**WHAT YOU SHOULD DO:** In the comment below about the MesInfos project, how many ideas or concepts does the project aim to imagine, and how many of them will it prototype?

**TEXT BLOCK:**
----------

Renaud Francou said...

Hi Dave.
I'm afraid my english is too laborious to answer clearly to your post - but I can try. 

You seem to believe that the battle is lost before it has begun, with big companies that have already displayed their rules and tool. It is, probably, in a sense. But we do believe that there are other ways to imagine, in order to help people take charge their lives. And we think that sharing personal data and give to the individuals tools to do something with this data is an exciting way among others. We imagine, and we experiment it "for real" - MesInfos is an experimentation at least.
And for us, the goal goes beyond proposing new services to consumers : it as something to do with empowering people - but we're aware that the term can be used by different meanings - i think english people have experienced it already…
So you may find our project a bit of naive, but the fact is we find it exciting and promising - and not only for companies.
So the goal is not to release "five dreary apps that no-one wants" as you underline… it is more than that.
(and in fact, we also aim to imagine 30-40 ideas/concepts and prototype 10 of them).

Second, you mention security and identity as big issues - and of course they are (luckily explored from a long time by others, we are not technicians at Fing, we're rather connectors). So keeping the data secure is a key problem. But for us, security is not the main issue : giving back individuals data is first of all a question of trust.
Talking about identity, i'm a bit of surprised of your conception of identity as an "identity card" - we do have one in France since a long time. For us, digital identity is not the extension of our ID card in bits. It's even not only the collection of traces that we leave on line, it is also the way every individual can project himself into new personna, or way of lives. And we believe that using our personal data for our own goals can help us to project AND to protect us. And as the project move forward, we don't see many cases for which strong individuals authentication is required, unlike today's situation ! So i found your shortcut a bit surprising : I said (in less than 140 characters…) that one application of MesInfos is to push forward the principle "personalization without authentication" and you translate it by "MesInfos personal data store is an ID card". "C'est un peu réducteur !"
I hope the few elements that i gave above can help the confusion…
(and "White ID Card" is a concept imagined by a french searcher that we found inspiring, see - you will notice that, in the "White ID Card", biometry is used for individual protection and not for control...)

And to finish, 2 more things.
We don't pretend that before Fing (and our friends of Ctrl-Shift) "you've never seen a bank statement before or an itemised phone bill?". We work simply work to make something more interesting (and we hope, more exciting) with a bill or a ticket than we do today...

----------

**DATASET ROWS:**
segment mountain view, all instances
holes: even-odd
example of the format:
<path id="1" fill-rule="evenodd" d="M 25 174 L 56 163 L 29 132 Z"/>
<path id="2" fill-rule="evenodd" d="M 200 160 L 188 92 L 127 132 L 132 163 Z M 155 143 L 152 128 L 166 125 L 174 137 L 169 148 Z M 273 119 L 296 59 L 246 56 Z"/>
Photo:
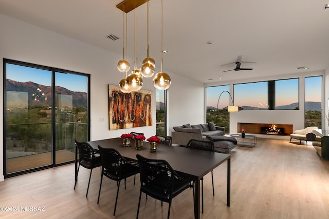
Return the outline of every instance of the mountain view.
<path id="1" fill-rule="evenodd" d="M 258 107 L 253 107 L 248 106 L 241 106 L 245 110 L 267 110 L 267 109 L 260 108 Z M 293 104 L 289 104 L 288 105 L 279 106 L 276 107 L 276 109 L 278 110 L 288 110 L 288 109 L 297 109 L 299 108 L 298 103 L 294 103 Z M 305 103 L 305 111 L 321 111 L 322 108 L 321 105 L 321 102 L 307 102 Z M 207 110 L 216 110 L 216 107 L 207 106 Z"/>
<path id="2" fill-rule="evenodd" d="M 7 90 L 10 91 L 19 92 L 20 93 L 11 93 L 8 96 L 10 98 L 10 102 L 12 104 L 15 102 L 20 101 L 17 99 L 20 98 L 25 98 L 24 93 L 27 94 L 28 104 L 33 103 L 33 105 L 46 106 L 51 105 L 51 87 L 39 85 L 31 82 L 19 82 L 10 79 L 7 79 Z M 39 88 L 41 92 L 37 89 Z M 83 92 L 72 91 L 66 88 L 60 87 L 56 87 L 56 93 L 69 95 L 72 96 L 73 107 L 85 107 L 88 102 L 87 93 Z M 42 95 L 42 93 L 44 93 Z M 35 94 L 33 95 L 34 94 Z M 36 95 L 40 97 L 38 98 L 38 101 L 34 101 L 34 98 Z M 22 102 L 21 102 L 22 103 Z"/>

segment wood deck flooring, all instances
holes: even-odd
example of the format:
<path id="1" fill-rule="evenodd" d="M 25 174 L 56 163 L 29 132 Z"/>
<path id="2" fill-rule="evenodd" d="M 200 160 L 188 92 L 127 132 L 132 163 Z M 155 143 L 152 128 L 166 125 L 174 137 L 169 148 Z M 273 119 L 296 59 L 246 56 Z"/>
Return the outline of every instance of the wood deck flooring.
<path id="1" fill-rule="evenodd" d="M 202 218 L 329 218 L 329 161 L 321 160 L 312 143 L 258 138 L 253 148 L 237 147 L 231 155 L 231 207 L 226 206 L 227 164 L 204 177 L 205 212 Z M 202 165 L 202 164 L 200 164 Z M 134 218 L 139 194 L 139 177 L 127 180 L 120 188 L 113 216 L 116 184 L 103 178 L 97 204 L 100 174 L 80 168 L 74 187 L 74 164 L 6 179 L 0 182 L 0 206 L 18 207 L 16 212 L 0 211 L 2 218 Z M 193 218 L 193 193 L 187 190 L 172 204 L 171 218 Z M 43 212 L 23 212 L 21 207 L 44 207 Z M 140 218 L 166 218 L 168 205 L 142 196 Z M 23 208 L 24 209 L 24 208 Z"/>

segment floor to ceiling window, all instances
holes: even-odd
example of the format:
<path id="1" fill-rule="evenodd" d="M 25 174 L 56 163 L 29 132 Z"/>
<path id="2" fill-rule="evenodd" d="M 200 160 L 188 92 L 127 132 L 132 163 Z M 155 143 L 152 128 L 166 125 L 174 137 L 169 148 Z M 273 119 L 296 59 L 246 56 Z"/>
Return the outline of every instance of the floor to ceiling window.
<path id="1" fill-rule="evenodd" d="M 229 85 L 223 85 L 206 88 L 206 122 L 213 122 L 216 126 L 225 127 L 225 132 L 230 132 L 230 113 L 222 109 L 229 105 Z M 217 106 L 218 104 L 218 106 Z"/>
<path id="2" fill-rule="evenodd" d="M 4 66 L 5 177 L 74 161 L 74 140 L 89 140 L 89 75 L 8 59 Z"/>
<path id="3" fill-rule="evenodd" d="M 305 127 L 316 126 L 321 129 L 322 114 L 322 77 L 305 78 Z"/>
<path id="4" fill-rule="evenodd" d="M 156 134 L 166 136 L 166 91 L 156 90 Z"/>

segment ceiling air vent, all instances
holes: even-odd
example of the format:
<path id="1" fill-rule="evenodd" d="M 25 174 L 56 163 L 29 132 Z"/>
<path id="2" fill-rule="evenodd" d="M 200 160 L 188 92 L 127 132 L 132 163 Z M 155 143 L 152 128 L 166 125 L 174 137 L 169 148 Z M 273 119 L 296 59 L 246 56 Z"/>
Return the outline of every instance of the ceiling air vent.
<path id="1" fill-rule="evenodd" d="M 110 34 L 109 35 L 108 35 L 107 36 L 106 36 L 106 37 L 110 39 L 112 39 L 113 41 L 116 41 L 117 39 L 120 38 L 120 37 L 119 36 L 117 36 L 116 35 L 114 35 L 113 34 Z"/>

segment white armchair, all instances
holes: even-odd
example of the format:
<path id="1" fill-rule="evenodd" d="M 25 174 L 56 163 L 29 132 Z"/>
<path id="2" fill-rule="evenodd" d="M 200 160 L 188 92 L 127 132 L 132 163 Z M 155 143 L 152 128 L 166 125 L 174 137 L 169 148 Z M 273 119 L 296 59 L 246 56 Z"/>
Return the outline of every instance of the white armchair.
<path id="1" fill-rule="evenodd" d="M 307 140 L 312 141 L 312 139 L 308 139 L 306 137 L 306 135 L 308 133 L 312 133 L 312 131 L 314 129 L 318 129 L 318 128 L 315 126 L 310 126 L 309 127 L 306 127 L 303 129 L 301 129 L 299 130 L 296 130 L 294 132 L 294 133 L 290 134 L 290 142 L 291 142 L 291 139 L 297 139 L 300 141 L 299 144 L 301 144 L 302 141 L 306 141 L 306 143 L 307 142 Z"/>

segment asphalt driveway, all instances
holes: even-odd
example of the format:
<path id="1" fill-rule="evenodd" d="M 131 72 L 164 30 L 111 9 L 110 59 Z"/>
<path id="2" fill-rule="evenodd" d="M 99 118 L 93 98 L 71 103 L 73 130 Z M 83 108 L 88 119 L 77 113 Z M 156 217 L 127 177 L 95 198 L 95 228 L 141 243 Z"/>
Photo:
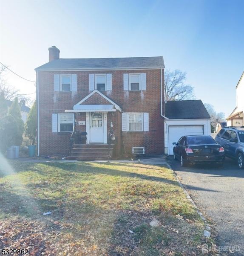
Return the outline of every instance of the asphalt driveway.
<path id="1" fill-rule="evenodd" d="M 218 245 L 233 247 L 232 255 L 244 255 L 244 170 L 229 158 L 223 168 L 182 168 L 173 157 L 168 160 L 202 213 L 216 224 Z M 228 249 L 222 248 L 222 252 Z"/>

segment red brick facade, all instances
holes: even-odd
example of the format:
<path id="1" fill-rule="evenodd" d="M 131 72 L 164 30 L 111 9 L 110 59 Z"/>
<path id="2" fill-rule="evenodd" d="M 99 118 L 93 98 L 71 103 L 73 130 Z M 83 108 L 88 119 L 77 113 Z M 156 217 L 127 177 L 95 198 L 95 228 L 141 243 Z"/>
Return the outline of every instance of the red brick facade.
<path id="1" fill-rule="evenodd" d="M 124 91 L 123 74 L 146 73 L 147 89 L 142 91 Z M 132 147 L 145 147 L 147 154 L 164 153 L 164 119 L 161 116 L 161 70 L 102 70 L 100 71 L 39 71 L 38 84 L 39 98 L 40 155 L 67 155 L 69 151 L 69 133 L 53 132 L 52 114 L 64 113 L 72 110 L 91 91 L 89 90 L 89 74 L 112 74 L 112 91 L 102 93 L 117 104 L 122 112 L 149 113 L 149 131 L 142 132 L 122 132 L 121 113 L 108 113 L 108 133 L 111 122 L 116 138 L 116 155 L 121 155 L 123 141 L 128 154 Z M 54 90 L 54 75 L 77 74 L 77 91 L 56 92 Z M 163 70 L 162 81 L 164 81 Z M 162 90 L 163 99 L 164 90 Z M 97 93 L 83 102 L 83 105 L 106 105 L 111 103 Z M 163 105 L 163 106 L 164 105 Z M 164 113 L 163 109 L 163 113 Z M 85 113 L 76 113 L 76 128 L 85 131 L 85 125 L 78 125 L 79 121 L 85 121 Z"/>

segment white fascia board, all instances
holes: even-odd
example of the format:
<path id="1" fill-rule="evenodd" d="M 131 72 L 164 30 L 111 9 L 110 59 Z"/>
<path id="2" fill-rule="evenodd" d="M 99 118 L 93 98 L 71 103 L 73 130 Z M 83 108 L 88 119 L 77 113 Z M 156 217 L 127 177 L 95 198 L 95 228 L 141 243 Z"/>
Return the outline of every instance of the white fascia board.
<path id="1" fill-rule="evenodd" d="M 118 68 L 111 68 L 111 67 L 109 67 L 109 68 L 98 68 L 97 67 L 96 68 L 89 67 L 89 68 L 71 68 L 71 69 L 52 68 L 52 69 L 47 69 L 47 70 L 39 70 L 39 69 L 38 69 L 38 68 L 36 68 L 36 69 L 35 69 L 35 70 L 36 71 L 38 70 L 38 71 L 41 71 L 41 71 L 89 71 L 90 70 L 91 70 L 91 71 L 128 70 L 133 70 L 161 69 L 161 68 L 165 68 L 165 67 L 164 67 L 164 66 L 161 67 L 118 67 Z"/>
<path id="2" fill-rule="evenodd" d="M 104 99 L 105 99 L 107 100 L 108 102 L 110 102 L 111 103 L 113 104 L 114 106 L 114 107 L 116 109 L 119 111 L 120 112 L 122 111 L 122 110 L 121 109 L 121 108 L 120 108 L 120 107 L 119 107 L 119 106 L 117 105 L 116 103 L 114 102 L 112 100 L 111 100 L 110 99 L 108 98 L 108 97 L 105 96 L 104 94 L 103 94 L 102 93 L 100 92 L 99 90 L 98 90 L 96 89 L 95 89 L 94 91 L 91 92 L 91 93 L 89 94 L 88 95 L 87 95 L 87 96 L 86 96 L 85 98 L 84 98 L 80 101 L 79 101 L 79 102 L 78 102 L 78 103 L 77 103 L 75 105 L 74 105 L 74 106 L 73 107 L 73 108 L 75 106 L 77 106 L 77 105 L 80 105 L 81 103 L 83 102 L 85 100 L 87 100 L 88 98 L 89 98 L 90 97 L 91 97 L 92 95 L 94 94 L 94 93 L 98 93 L 99 95 L 100 95 L 102 97 L 103 97 L 103 98 L 104 98 Z"/>
<path id="3" fill-rule="evenodd" d="M 73 109 L 78 110 L 80 109 L 113 109 L 113 105 L 75 105 Z"/>
<path id="4" fill-rule="evenodd" d="M 201 121 L 202 120 L 211 120 L 211 118 L 192 118 L 189 119 L 169 119 L 168 118 L 166 122 L 167 122 L 167 121 Z"/>
<path id="5" fill-rule="evenodd" d="M 78 112 L 115 112 L 116 109 L 74 109 L 73 110 L 65 110 L 65 113 L 78 113 Z"/>

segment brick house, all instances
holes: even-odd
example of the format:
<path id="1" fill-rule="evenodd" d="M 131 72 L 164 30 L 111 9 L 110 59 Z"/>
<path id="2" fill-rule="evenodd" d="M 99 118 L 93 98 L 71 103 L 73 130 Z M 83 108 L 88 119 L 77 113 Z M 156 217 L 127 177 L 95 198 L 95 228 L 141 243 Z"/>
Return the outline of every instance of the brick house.
<path id="1" fill-rule="evenodd" d="M 48 50 L 35 69 L 38 155 L 164 153 L 162 57 L 65 59 Z"/>

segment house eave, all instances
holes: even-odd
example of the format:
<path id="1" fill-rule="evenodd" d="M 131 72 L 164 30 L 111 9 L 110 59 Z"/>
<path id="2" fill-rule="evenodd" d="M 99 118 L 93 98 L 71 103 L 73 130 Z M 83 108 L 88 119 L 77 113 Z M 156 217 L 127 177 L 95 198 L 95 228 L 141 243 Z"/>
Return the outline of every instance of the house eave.
<path id="1" fill-rule="evenodd" d="M 162 67 L 108 67 L 106 68 L 93 68 L 88 67 L 85 68 L 52 68 L 52 69 L 39 69 L 37 67 L 35 69 L 36 71 L 101 71 L 101 70 L 153 70 L 161 69 L 165 68 L 165 66 Z"/>
<path id="2" fill-rule="evenodd" d="M 211 118 L 184 118 L 182 119 L 171 119 L 168 118 L 167 121 L 189 121 L 189 120 L 211 120 Z"/>
<path id="3" fill-rule="evenodd" d="M 72 110 L 65 110 L 65 113 L 75 113 L 79 112 L 115 112 L 116 109 L 72 109 Z"/>

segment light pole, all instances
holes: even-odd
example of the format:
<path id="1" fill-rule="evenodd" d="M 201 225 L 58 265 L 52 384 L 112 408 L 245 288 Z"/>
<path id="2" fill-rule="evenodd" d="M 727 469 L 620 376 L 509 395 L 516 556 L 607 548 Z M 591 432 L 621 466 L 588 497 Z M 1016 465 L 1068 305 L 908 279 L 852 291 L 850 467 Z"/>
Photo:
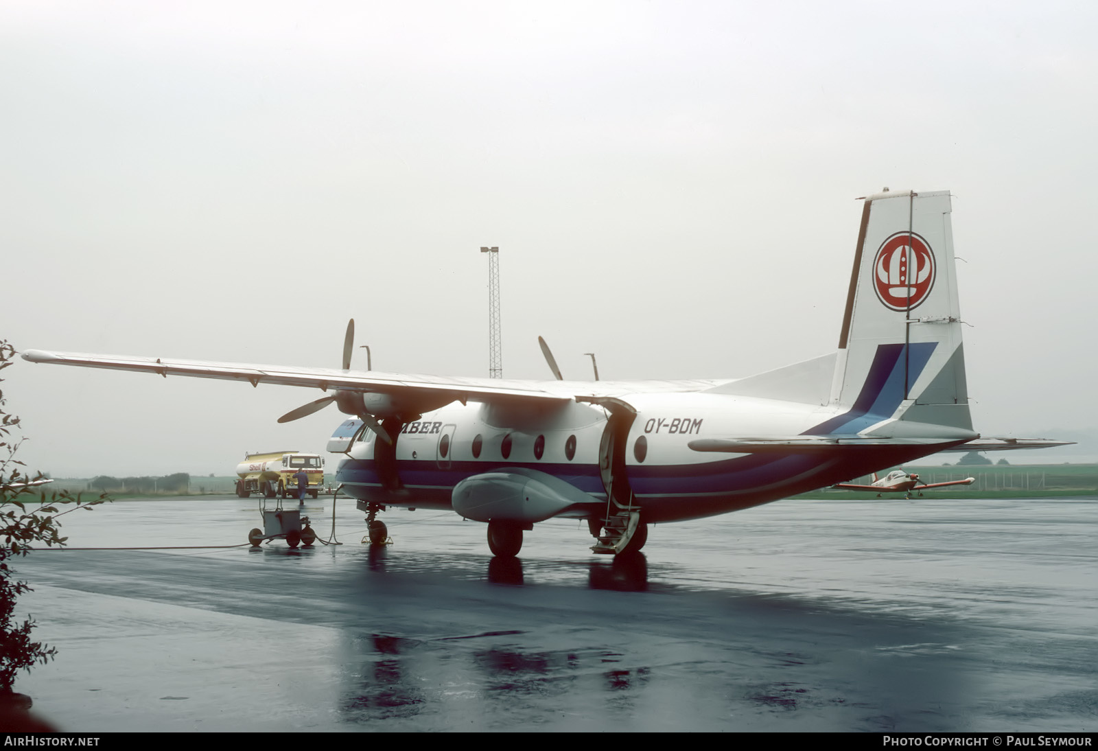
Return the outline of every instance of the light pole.
<path id="1" fill-rule="evenodd" d="M 488 343 L 489 378 L 503 378 L 503 352 L 500 344 L 500 248 L 481 247 L 488 254 Z"/>

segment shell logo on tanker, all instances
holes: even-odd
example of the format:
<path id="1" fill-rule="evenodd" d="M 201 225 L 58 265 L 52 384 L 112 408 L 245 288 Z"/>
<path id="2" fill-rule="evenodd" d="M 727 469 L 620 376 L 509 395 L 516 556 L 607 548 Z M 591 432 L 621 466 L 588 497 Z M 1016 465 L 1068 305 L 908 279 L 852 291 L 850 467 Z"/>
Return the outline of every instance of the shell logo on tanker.
<path id="1" fill-rule="evenodd" d="M 877 250 L 873 261 L 873 288 L 885 307 L 907 311 L 930 294 L 935 270 L 930 244 L 915 233 L 898 232 Z"/>

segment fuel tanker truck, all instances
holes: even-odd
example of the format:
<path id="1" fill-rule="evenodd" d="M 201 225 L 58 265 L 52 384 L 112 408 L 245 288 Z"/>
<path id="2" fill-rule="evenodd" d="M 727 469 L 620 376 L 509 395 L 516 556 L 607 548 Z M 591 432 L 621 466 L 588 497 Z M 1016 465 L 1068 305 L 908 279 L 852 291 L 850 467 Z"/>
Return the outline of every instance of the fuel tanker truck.
<path id="1" fill-rule="evenodd" d="M 318 453 L 300 451 L 268 451 L 245 453 L 244 461 L 236 466 L 236 494 L 246 498 L 253 493 L 262 493 L 266 498 L 280 498 L 298 494 L 298 481 L 293 479 L 300 470 L 309 475 L 309 494 L 316 497 L 324 486 L 324 457 Z"/>

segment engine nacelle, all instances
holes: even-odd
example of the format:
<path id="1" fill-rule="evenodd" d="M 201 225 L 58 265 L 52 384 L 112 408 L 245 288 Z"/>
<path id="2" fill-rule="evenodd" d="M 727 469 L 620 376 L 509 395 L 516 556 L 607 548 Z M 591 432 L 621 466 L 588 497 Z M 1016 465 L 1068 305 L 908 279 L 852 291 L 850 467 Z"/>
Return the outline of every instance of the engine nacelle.
<path id="1" fill-rule="evenodd" d="M 412 396 L 396 397 L 390 394 L 379 394 L 377 392 L 359 391 L 337 391 L 336 406 L 345 415 L 361 415 L 367 412 L 378 419 L 399 417 L 402 422 L 410 423 L 419 417 L 425 412 L 434 412 L 455 401 L 457 396 L 450 394 L 425 393 Z"/>
<path id="2" fill-rule="evenodd" d="M 546 472 L 515 467 L 466 478 L 453 486 L 453 511 L 474 522 L 533 524 L 557 516 L 576 504 L 601 502 Z"/>

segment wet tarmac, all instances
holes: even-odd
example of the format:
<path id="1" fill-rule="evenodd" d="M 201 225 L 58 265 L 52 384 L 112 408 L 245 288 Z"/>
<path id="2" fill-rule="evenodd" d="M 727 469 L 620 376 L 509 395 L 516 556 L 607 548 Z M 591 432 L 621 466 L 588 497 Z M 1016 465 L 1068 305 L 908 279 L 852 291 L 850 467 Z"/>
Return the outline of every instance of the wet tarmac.
<path id="1" fill-rule="evenodd" d="M 390 511 L 246 545 L 256 501 L 126 501 L 18 564 L 61 729 L 1098 730 L 1095 498 L 783 501 L 591 554 L 548 522 Z M 307 514 L 326 538 L 332 500 Z"/>

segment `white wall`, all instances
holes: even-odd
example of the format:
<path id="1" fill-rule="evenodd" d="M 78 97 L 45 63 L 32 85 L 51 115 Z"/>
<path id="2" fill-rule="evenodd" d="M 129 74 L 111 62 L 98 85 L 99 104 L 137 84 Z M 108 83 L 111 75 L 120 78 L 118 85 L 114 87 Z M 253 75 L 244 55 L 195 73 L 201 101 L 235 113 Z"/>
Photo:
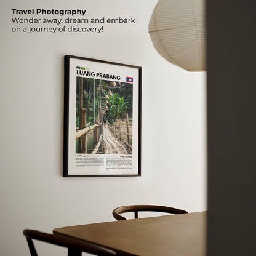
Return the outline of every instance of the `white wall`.
<path id="1" fill-rule="evenodd" d="M 121 205 L 206 210 L 206 74 L 176 67 L 154 50 L 148 24 L 156 2 L 1 1 L 1 255 L 28 255 L 25 228 L 112 221 Z M 97 34 L 12 33 L 10 9 L 32 7 L 78 7 L 88 17 L 136 23 L 105 25 Z M 67 54 L 142 66 L 141 177 L 62 177 Z"/>

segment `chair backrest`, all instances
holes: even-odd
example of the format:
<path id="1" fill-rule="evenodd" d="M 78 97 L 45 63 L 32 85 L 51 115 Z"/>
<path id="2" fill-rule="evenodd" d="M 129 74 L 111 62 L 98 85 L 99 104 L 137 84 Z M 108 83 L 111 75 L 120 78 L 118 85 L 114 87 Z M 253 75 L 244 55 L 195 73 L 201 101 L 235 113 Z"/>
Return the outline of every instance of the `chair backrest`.
<path id="1" fill-rule="evenodd" d="M 38 256 L 32 239 L 68 248 L 68 256 L 81 256 L 82 252 L 100 256 L 117 255 L 116 253 L 113 250 L 89 242 L 76 241 L 66 237 L 40 232 L 38 230 L 24 230 L 23 234 L 28 241 L 31 256 Z"/>
<path id="2" fill-rule="evenodd" d="M 126 220 L 124 217 L 119 215 L 124 212 L 134 212 L 135 218 L 138 218 L 138 212 L 166 212 L 167 214 L 187 214 L 183 210 L 179 209 L 169 207 L 167 206 L 150 206 L 150 205 L 136 205 L 136 206 L 121 206 L 116 208 L 113 212 L 112 214 L 114 218 L 117 220 Z"/>

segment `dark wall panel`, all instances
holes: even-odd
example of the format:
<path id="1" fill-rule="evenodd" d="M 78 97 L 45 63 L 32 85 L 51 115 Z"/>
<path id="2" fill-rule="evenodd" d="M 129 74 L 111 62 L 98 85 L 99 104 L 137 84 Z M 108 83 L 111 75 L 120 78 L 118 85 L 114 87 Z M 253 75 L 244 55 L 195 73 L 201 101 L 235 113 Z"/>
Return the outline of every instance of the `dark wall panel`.
<path id="1" fill-rule="evenodd" d="M 256 1 L 207 0 L 208 256 L 256 255 Z"/>

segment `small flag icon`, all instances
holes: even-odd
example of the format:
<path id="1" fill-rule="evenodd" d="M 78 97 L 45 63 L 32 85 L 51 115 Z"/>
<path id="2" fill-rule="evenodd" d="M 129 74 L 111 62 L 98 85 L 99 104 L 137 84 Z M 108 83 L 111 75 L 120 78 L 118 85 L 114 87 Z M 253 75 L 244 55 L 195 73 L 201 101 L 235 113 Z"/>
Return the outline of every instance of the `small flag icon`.
<path id="1" fill-rule="evenodd" d="M 134 82 L 134 78 L 130 78 L 129 76 L 126 76 L 126 82 Z"/>

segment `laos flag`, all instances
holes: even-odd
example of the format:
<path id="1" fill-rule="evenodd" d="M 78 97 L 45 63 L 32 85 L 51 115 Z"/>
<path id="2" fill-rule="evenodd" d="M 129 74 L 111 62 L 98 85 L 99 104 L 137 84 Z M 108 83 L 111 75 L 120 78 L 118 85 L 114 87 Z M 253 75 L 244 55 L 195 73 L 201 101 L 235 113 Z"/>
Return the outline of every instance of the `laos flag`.
<path id="1" fill-rule="evenodd" d="M 126 82 L 134 82 L 134 78 L 130 78 L 129 76 L 126 76 Z"/>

----------

**RESULT BELOW:** It aims to imagine 30-40 ideas or concepts and to prototype 10 of them.